*Prompt*: Quote the lines of the data below verbatim, beginning at the line that contains "of trees in" and ending at the last line, both included, and excluding pictures.
..........
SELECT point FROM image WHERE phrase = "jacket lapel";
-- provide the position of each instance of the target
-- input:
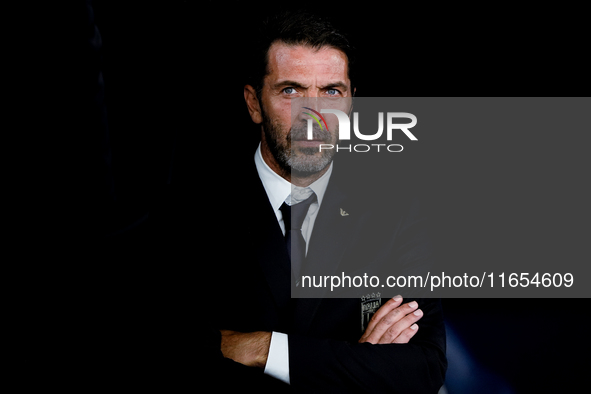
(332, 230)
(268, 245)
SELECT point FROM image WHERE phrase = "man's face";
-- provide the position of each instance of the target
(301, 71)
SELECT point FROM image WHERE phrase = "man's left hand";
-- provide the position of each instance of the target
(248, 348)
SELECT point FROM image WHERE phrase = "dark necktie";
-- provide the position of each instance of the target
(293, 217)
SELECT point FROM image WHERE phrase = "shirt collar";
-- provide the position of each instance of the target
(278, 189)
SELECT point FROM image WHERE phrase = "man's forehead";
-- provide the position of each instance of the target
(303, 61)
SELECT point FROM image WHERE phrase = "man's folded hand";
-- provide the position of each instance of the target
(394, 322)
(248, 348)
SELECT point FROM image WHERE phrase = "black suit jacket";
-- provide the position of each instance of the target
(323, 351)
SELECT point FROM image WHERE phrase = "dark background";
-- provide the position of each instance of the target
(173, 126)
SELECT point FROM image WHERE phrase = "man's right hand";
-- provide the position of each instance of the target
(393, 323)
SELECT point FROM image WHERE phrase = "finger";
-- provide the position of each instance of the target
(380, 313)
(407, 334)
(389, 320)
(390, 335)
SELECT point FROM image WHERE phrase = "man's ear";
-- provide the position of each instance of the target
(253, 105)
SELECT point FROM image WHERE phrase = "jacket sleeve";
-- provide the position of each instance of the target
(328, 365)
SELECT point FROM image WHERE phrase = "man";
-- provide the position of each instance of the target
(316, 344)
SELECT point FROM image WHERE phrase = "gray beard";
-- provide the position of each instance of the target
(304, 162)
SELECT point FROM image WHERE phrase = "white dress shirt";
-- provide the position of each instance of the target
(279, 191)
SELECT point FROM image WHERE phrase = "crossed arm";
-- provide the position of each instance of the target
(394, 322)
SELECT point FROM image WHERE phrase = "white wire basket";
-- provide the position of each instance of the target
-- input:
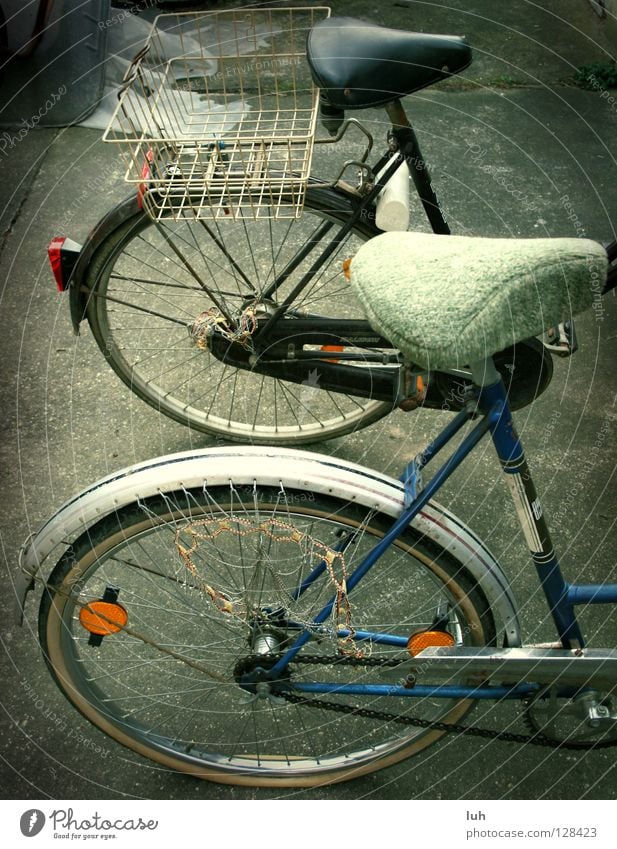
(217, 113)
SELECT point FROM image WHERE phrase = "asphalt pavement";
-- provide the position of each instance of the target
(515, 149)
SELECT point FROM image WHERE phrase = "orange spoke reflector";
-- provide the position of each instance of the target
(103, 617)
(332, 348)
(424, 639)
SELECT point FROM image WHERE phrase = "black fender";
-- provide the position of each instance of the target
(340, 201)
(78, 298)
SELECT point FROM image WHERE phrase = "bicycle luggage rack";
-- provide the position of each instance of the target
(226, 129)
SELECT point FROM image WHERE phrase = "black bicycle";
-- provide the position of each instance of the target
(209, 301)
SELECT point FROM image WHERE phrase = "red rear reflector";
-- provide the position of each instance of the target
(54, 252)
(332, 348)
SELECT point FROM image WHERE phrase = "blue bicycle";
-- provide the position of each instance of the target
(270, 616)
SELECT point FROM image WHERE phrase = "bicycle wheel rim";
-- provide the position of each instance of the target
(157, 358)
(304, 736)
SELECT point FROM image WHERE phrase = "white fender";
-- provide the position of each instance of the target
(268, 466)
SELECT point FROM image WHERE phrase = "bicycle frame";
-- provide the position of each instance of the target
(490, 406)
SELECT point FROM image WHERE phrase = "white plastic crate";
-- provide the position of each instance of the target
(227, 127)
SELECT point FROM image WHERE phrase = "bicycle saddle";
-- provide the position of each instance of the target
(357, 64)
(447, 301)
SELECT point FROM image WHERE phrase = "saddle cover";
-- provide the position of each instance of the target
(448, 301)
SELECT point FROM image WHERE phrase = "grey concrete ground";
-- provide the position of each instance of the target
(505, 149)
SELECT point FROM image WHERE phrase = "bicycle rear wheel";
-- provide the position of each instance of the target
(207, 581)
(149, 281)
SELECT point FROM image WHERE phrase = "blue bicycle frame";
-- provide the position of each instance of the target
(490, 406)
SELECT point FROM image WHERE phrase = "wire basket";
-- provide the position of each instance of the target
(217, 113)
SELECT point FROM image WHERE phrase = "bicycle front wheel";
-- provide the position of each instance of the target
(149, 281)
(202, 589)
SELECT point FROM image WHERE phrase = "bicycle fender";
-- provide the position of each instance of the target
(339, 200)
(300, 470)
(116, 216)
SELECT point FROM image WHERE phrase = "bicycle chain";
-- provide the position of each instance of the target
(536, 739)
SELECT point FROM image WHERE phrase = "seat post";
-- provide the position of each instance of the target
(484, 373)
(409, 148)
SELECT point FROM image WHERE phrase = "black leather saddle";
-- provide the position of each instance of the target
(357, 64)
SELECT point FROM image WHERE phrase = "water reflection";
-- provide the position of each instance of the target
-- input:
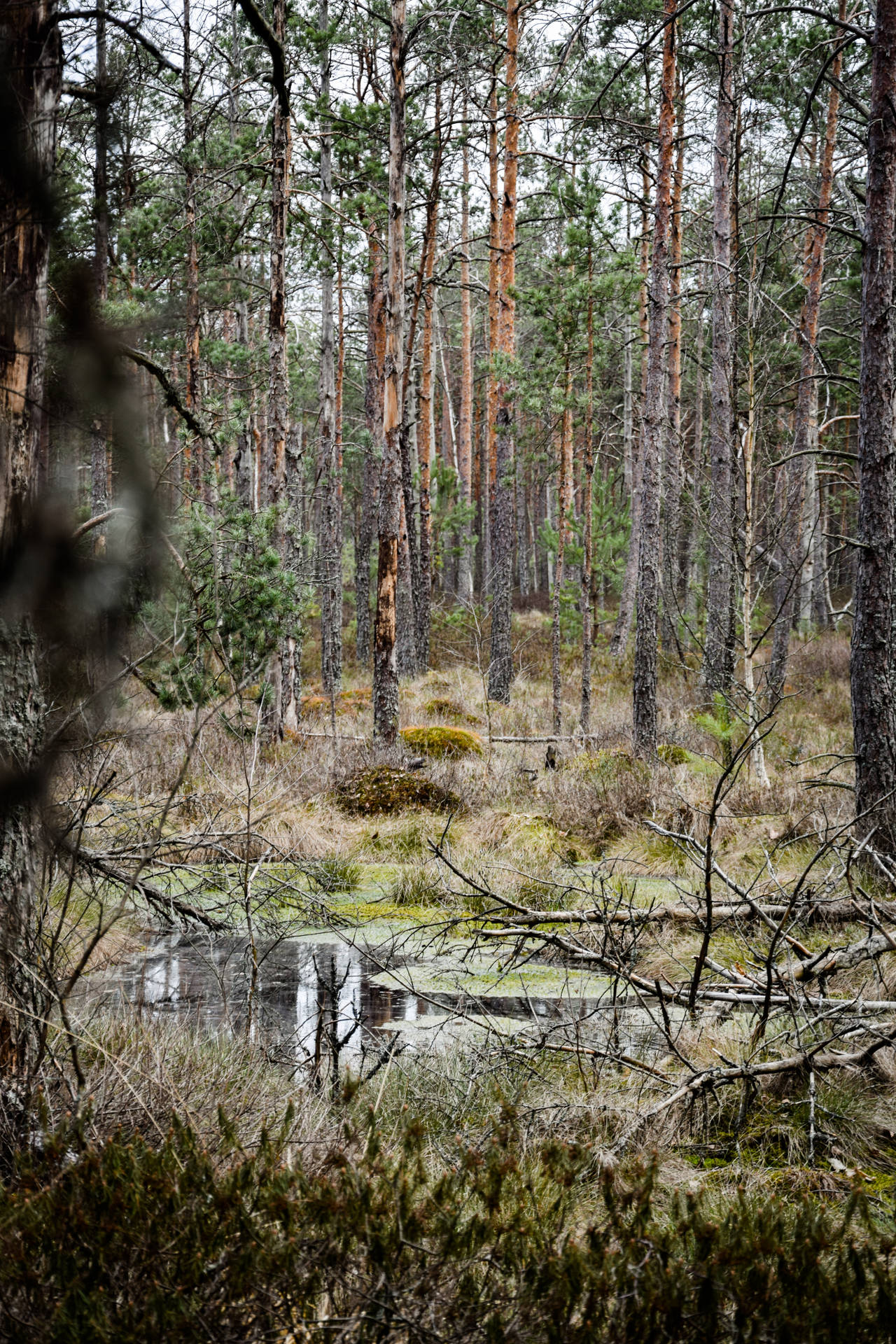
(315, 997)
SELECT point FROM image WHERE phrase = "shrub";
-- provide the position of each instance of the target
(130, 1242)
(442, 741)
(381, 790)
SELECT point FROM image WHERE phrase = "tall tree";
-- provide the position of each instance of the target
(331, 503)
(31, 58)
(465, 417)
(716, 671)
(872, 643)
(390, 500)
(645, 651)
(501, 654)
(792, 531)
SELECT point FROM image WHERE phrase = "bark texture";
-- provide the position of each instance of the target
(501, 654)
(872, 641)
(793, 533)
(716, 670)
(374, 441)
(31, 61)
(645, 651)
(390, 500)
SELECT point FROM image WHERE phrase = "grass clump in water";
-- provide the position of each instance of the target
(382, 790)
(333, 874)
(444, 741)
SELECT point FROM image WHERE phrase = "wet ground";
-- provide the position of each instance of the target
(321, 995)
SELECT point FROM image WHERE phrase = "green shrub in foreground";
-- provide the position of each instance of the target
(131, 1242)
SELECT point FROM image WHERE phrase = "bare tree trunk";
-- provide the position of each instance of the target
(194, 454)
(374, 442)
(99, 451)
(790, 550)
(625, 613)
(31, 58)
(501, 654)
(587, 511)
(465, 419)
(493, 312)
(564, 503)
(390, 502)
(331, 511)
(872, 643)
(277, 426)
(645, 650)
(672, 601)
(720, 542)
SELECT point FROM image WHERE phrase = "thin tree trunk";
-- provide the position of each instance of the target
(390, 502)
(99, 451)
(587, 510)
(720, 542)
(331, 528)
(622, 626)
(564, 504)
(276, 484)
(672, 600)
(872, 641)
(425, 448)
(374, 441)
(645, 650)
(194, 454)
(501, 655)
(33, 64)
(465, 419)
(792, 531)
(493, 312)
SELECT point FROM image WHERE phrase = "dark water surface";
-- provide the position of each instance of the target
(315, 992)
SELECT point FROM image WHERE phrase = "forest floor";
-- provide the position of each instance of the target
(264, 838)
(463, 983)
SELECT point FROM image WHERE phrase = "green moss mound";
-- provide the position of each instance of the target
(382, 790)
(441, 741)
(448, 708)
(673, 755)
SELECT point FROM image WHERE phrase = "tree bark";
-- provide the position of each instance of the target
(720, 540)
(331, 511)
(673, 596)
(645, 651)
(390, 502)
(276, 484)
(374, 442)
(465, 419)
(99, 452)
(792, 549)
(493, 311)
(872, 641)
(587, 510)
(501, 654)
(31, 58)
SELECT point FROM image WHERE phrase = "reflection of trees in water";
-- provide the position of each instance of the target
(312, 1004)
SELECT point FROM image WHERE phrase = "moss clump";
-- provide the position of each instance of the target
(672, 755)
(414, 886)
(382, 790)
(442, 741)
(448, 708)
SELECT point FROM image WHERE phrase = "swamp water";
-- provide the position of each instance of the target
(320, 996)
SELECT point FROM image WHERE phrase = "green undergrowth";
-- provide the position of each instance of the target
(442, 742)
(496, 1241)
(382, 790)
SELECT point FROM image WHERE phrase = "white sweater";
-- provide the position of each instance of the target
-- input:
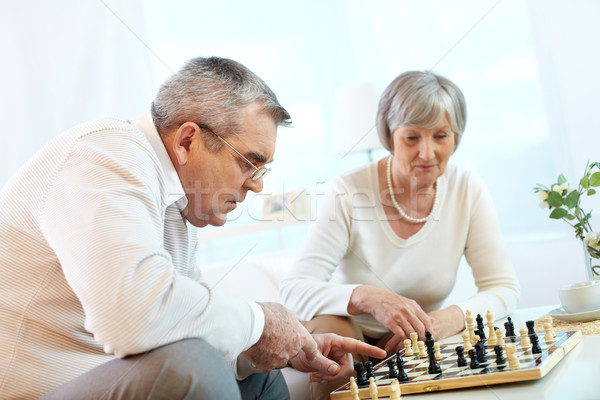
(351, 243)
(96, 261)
..........
*The response*:
SELECT point FROM image WHERE phrase = "reflection of trees in water";
-- provide the position of each instance of the target
(312, 1004)
SELECT point FROM image WHERE phrase = "moss clump";
-- provide the position of each instance of the target
(672, 755)
(414, 886)
(382, 790)
(442, 741)
(448, 708)
SELECT point FROM image WHERE phrase = "swamp water";
-- provide the position of each instance of the target
(320, 996)
SELECT point FROM image WHERE phrase = "green undergrowth";
-- provide the position of each instance of the target
(442, 742)
(496, 1241)
(382, 790)
SELECT point FROM image WHERE phrase = "white sweater";
-- provide the position of each instance of the target
-- input:
(351, 243)
(96, 261)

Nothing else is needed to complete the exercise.